== Requirement ==
Check each line of the entries below for the string "cloudy"; copy every line where it appears.

[Dataset entries]
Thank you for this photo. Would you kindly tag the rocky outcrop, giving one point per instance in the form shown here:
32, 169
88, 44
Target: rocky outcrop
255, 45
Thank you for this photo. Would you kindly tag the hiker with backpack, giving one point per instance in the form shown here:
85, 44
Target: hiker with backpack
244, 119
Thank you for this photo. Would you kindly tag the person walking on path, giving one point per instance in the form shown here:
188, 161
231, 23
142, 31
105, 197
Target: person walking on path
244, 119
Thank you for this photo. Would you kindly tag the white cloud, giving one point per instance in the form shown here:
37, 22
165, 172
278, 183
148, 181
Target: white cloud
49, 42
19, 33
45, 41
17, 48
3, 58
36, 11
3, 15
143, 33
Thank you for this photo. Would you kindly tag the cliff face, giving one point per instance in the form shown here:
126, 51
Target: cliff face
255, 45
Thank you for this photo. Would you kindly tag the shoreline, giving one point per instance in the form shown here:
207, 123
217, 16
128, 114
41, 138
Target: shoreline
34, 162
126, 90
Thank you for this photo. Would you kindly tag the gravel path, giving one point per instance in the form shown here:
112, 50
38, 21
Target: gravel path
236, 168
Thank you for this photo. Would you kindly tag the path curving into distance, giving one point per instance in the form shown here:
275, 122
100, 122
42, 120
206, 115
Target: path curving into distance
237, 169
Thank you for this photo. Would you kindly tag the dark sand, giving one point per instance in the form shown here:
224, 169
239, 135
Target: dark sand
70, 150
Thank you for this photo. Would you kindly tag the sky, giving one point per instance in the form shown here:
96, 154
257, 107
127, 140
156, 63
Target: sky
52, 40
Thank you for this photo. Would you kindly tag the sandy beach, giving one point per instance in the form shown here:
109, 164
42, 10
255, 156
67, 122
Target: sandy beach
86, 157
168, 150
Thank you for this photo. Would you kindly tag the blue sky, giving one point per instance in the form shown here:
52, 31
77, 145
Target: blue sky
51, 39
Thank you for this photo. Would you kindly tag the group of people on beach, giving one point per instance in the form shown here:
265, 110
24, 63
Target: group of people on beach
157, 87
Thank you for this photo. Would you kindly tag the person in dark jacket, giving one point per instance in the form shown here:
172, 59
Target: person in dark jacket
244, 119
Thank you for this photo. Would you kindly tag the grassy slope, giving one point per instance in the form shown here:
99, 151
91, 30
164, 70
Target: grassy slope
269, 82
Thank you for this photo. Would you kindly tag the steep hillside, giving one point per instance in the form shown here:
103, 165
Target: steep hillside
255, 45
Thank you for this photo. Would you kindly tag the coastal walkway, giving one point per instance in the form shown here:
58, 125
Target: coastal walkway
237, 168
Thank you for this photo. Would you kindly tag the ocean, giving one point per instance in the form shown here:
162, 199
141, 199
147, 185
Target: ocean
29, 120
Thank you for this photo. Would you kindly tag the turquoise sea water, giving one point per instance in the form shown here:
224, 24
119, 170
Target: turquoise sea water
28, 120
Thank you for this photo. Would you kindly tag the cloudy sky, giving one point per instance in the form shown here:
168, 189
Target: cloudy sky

== Task response ==
Thank you for this photo. Would you kindly tag the cloudy sky, giving one point per instance in the form shown here:
Target: cloudy sky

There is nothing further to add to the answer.